** SUPPLIED MATERIAL **
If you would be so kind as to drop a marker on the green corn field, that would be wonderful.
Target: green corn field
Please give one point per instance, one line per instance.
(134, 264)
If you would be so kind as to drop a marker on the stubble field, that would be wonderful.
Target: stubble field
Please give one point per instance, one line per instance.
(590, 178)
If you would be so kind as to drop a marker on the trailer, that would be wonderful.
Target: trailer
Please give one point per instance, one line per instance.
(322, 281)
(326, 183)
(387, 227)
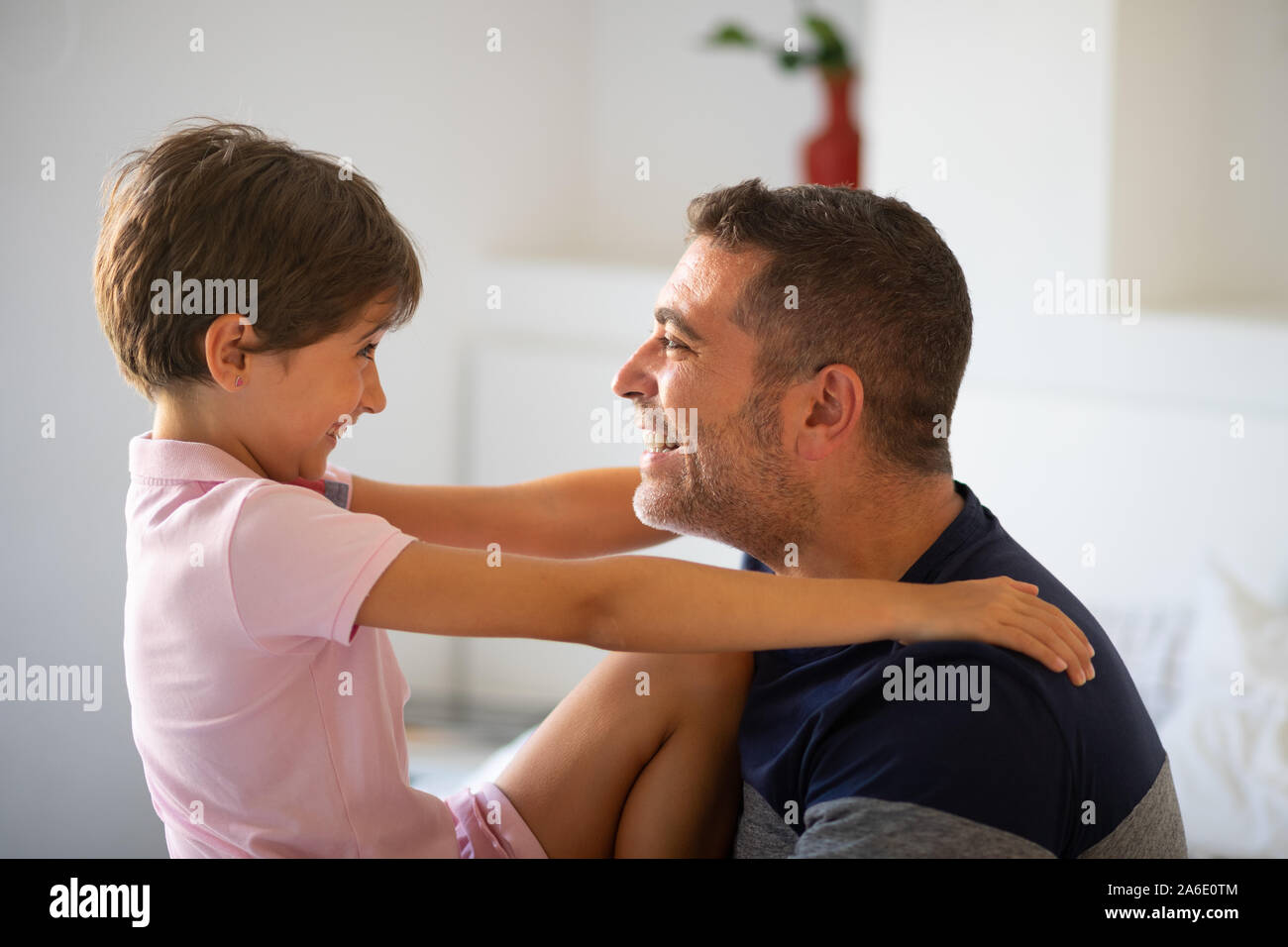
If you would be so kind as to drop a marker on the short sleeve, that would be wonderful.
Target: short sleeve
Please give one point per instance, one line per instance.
(301, 566)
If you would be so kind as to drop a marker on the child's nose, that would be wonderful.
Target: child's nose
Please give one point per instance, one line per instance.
(373, 394)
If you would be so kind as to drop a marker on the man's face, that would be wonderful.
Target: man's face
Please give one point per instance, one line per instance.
(738, 480)
(300, 402)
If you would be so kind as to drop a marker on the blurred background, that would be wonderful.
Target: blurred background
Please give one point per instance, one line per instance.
(1141, 458)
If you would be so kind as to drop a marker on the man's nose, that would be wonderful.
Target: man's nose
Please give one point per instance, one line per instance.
(636, 377)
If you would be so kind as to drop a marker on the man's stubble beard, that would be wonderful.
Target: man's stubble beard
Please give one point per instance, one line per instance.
(737, 487)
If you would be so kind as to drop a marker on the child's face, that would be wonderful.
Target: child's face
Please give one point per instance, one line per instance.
(303, 399)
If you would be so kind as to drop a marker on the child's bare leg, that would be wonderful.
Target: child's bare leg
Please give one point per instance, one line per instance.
(616, 772)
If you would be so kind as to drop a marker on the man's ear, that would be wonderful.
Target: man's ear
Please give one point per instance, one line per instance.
(832, 402)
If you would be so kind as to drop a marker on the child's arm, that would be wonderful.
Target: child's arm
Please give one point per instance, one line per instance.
(570, 515)
(652, 604)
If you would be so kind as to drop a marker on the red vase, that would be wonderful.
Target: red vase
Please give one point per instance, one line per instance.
(832, 157)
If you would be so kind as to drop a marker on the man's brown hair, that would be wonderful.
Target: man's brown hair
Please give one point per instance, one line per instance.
(224, 201)
(876, 287)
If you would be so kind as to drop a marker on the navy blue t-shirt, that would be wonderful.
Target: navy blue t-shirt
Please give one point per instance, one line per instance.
(1056, 764)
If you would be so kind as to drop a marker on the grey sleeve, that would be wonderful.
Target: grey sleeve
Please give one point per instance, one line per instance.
(861, 827)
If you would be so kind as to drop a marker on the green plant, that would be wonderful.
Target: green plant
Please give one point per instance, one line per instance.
(829, 53)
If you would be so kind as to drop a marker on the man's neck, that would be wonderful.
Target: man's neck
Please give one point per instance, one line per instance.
(881, 534)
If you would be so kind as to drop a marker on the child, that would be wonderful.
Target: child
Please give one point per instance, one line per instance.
(267, 701)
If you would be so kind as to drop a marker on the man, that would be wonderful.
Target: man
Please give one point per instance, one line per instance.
(820, 337)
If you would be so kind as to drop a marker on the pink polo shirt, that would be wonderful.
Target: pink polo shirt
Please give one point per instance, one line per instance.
(267, 720)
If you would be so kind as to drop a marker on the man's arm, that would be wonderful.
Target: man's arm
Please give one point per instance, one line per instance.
(571, 515)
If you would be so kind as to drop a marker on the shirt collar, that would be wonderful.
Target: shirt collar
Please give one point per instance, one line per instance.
(967, 525)
(183, 460)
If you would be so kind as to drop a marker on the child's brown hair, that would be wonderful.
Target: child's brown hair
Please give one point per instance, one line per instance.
(224, 201)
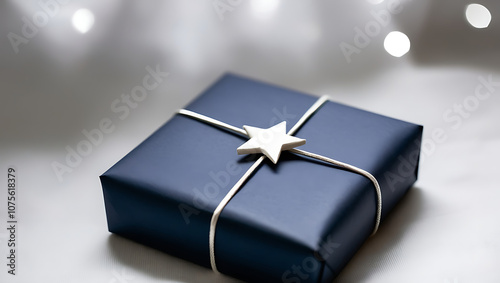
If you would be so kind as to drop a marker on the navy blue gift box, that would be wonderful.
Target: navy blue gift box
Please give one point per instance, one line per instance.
(299, 220)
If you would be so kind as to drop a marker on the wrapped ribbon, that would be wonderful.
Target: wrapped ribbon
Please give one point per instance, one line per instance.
(270, 142)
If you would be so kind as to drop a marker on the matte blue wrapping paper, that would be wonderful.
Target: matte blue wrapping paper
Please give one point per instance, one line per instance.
(300, 220)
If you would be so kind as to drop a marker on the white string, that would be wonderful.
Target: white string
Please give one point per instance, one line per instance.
(248, 173)
(222, 204)
(352, 169)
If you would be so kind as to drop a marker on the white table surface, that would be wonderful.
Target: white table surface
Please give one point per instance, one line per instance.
(61, 82)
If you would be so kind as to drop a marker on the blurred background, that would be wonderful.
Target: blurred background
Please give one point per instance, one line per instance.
(69, 68)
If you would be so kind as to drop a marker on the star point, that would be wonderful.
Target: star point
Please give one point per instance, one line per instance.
(271, 141)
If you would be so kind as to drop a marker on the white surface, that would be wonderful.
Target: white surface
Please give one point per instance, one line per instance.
(62, 82)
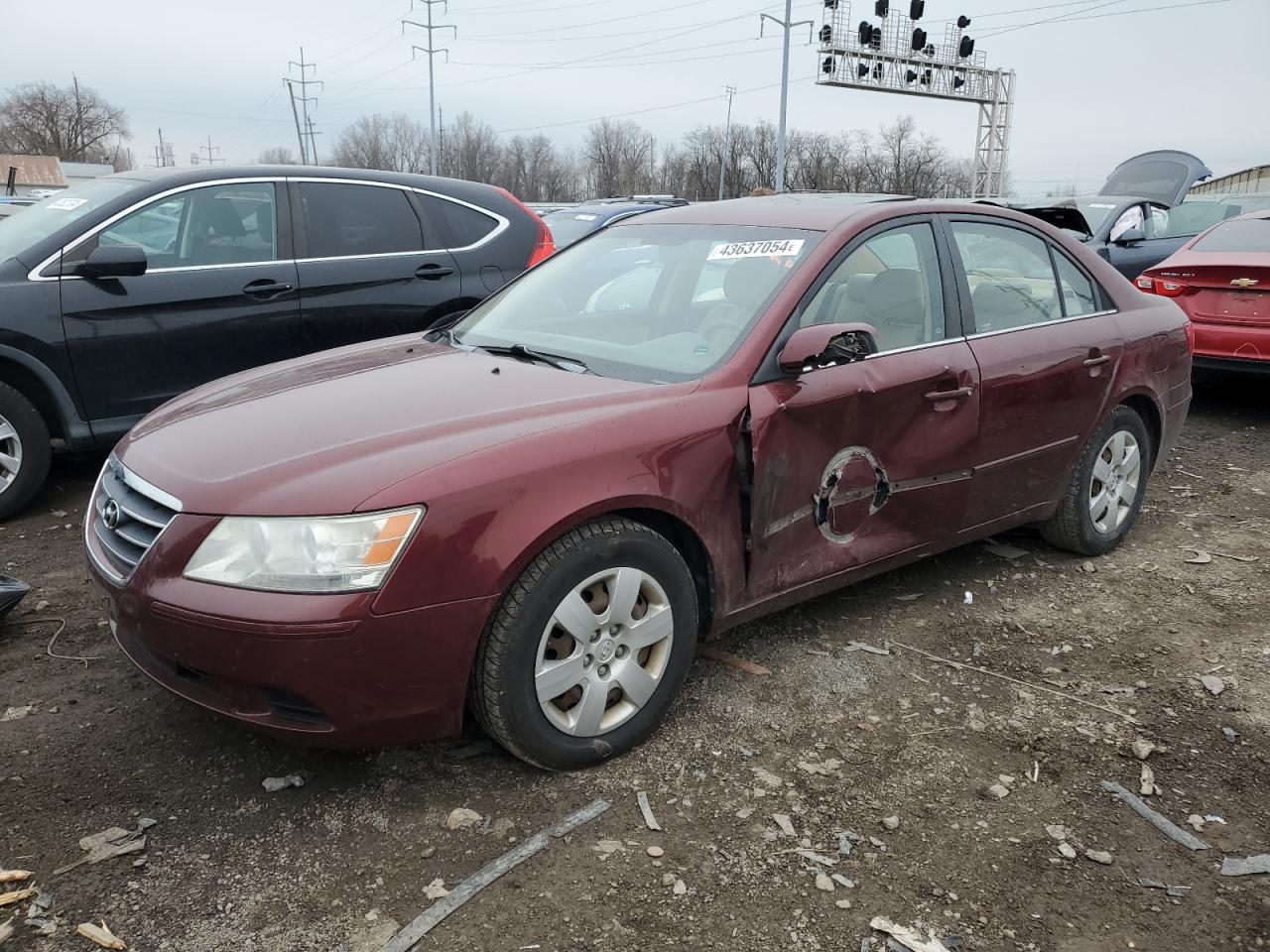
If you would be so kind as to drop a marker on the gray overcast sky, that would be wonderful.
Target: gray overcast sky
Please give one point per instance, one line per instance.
(1091, 91)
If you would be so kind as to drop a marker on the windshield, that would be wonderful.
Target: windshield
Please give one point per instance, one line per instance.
(656, 303)
(570, 226)
(21, 231)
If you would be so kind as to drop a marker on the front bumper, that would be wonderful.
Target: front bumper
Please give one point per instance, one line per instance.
(317, 669)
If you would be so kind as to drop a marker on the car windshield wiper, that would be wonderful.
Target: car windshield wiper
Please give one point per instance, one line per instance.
(564, 363)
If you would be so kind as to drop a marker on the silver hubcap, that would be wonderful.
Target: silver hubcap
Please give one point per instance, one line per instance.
(1114, 485)
(603, 653)
(10, 453)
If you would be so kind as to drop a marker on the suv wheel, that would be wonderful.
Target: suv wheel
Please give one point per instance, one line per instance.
(24, 451)
(1107, 483)
(589, 647)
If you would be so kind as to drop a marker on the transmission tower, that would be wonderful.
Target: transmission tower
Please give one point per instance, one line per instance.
(304, 99)
(786, 24)
(431, 50)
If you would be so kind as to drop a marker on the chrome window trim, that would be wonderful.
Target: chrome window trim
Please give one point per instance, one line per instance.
(1042, 324)
(502, 223)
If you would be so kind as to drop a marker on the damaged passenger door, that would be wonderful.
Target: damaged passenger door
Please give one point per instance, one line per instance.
(857, 458)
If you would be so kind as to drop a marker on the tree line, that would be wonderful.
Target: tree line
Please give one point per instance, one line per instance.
(621, 158)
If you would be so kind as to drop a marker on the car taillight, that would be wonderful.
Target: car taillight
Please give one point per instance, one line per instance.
(1160, 286)
(544, 246)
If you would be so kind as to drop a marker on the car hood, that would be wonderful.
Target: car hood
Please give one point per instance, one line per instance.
(322, 434)
(1164, 176)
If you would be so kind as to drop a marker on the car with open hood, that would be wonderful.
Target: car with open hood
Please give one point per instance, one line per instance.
(1128, 221)
(536, 512)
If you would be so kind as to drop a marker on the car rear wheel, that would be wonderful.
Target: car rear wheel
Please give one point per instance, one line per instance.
(24, 451)
(1105, 492)
(589, 647)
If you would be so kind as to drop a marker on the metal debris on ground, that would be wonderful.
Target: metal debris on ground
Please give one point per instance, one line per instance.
(649, 820)
(1246, 866)
(111, 843)
(461, 817)
(100, 934)
(731, 660)
(964, 666)
(411, 936)
(272, 784)
(907, 937)
(1005, 549)
(8, 898)
(1165, 825)
(1175, 892)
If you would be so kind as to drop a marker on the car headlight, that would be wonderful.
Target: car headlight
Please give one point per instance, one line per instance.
(305, 553)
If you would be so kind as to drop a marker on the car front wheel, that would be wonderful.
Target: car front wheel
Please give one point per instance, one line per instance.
(24, 451)
(589, 647)
(1105, 492)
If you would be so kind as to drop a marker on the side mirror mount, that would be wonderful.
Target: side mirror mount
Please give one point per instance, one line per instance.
(826, 344)
(1130, 236)
(113, 262)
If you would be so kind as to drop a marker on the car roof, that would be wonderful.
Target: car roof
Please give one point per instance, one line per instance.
(182, 177)
(808, 211)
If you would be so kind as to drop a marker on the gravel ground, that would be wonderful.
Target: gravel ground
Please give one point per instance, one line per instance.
(834, 738)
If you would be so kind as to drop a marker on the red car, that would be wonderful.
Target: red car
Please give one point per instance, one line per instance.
(685, 421)
(1222, 281)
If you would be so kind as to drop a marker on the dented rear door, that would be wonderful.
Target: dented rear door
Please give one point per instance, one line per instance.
(861, 461)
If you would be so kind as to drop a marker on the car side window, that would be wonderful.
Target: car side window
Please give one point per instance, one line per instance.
(1079, 294)
(344, 221)
(1129, 218)
(890, 282)
(1010, 275)
(230, 223)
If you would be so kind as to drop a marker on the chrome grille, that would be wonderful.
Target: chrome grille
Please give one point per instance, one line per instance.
(127, 517)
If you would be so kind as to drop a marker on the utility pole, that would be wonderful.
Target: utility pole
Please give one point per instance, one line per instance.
(211, 153)
(304, 81)
(726, 141)
(785, 81)
(431, 50)
(295, 114)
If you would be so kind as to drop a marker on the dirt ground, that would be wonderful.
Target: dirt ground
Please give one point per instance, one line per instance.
(834, 738)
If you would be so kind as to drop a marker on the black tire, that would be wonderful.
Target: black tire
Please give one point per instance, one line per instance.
(32, 433)
(1072, 525)
(502, 690)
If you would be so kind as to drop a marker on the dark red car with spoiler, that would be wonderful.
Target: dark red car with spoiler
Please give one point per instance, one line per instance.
(1222, 281)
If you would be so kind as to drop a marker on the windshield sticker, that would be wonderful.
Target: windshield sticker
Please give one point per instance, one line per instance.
(784, 248)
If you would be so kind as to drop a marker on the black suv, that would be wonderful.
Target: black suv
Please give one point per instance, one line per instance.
(122, 293)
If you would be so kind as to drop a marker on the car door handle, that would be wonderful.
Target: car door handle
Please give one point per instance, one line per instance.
(939, 397)
(266, 289)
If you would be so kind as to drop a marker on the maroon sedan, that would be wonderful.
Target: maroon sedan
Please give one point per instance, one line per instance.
(1222, 281)
(681, 422)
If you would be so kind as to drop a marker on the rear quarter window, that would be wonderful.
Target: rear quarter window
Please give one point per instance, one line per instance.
(1237, 236)
(460, 225)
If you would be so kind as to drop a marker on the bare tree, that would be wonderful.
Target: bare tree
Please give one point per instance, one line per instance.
(278, 155)
(68, 122)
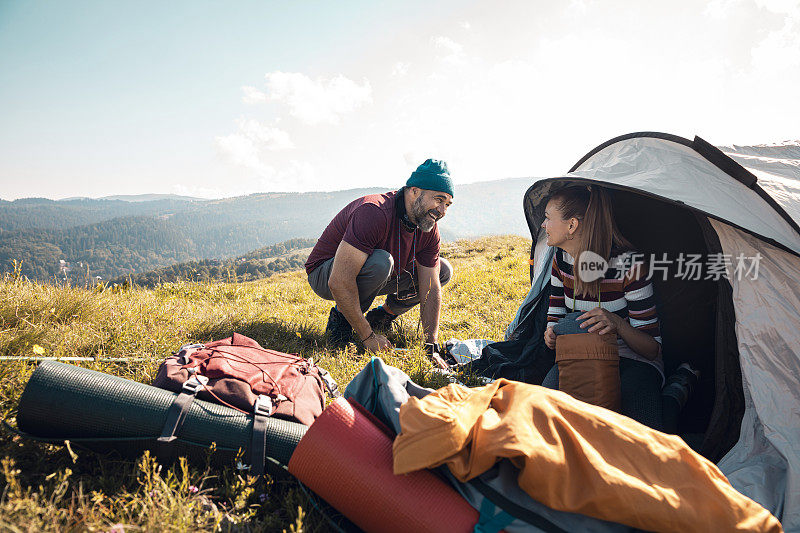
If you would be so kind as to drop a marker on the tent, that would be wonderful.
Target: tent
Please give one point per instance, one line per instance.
(738, 207)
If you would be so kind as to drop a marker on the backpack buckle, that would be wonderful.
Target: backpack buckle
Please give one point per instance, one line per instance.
(194, 383)
(185, 350)
(263, 406)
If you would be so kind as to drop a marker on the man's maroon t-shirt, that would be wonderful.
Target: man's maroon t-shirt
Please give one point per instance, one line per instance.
(371, 223)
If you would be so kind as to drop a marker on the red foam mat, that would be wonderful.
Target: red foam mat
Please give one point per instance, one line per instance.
(346, 459)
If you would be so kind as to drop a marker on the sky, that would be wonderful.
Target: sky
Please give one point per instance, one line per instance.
(220, 99)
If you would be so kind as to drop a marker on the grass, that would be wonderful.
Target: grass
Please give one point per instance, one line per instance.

** WRITTEN EXERCISE **
Switch "drop a marker" to "place a pin" in the lines from the first line up to and including the line with "(1141, 458)", and change nothing else. Give back only those lines, without the pictures.

** RESPONSE TO THE TASK **
If you would be so kind as to place a pin on the green corn field, that would be wonderful.
Target: green corn field
Please give one point per instance, one line per instance.
(134, 264)
If you would be so kind as to place a pin on the stubble field, that would be wonderful.
Target: stubble field
Please give one point per instance, one line per instance.
(590, 178)
If you would be so kind as to place a pin on the trailer, that would be wonderful.
Target: trailer
Please give one point per instance, one line per instance.
(322, 281)
(326, 183)
(387, 227)
If you would be so kind as to place a pin on the short sleeve, that would be wonderful.
Target: short sleeve
Please give one point per instance, one line per instance.
(301, 566)
If you would be so kind as to place a pin on the child's nose, that would be wonderful.
Target: child's nose
Please give one point per instance, one line per instance.
(373, 394)
If you would be so kind as to place a pin on the man's face, that would be wonderful.
Target: man's face
Please give one point per instance, one line per instance.
(738, 480)
(300, 402)
If you would be so kind as to place a pin on the blurred background, that would be wonderful.
Target: blurred background
Please give one point per instance, one line per instance.
(1141, 458)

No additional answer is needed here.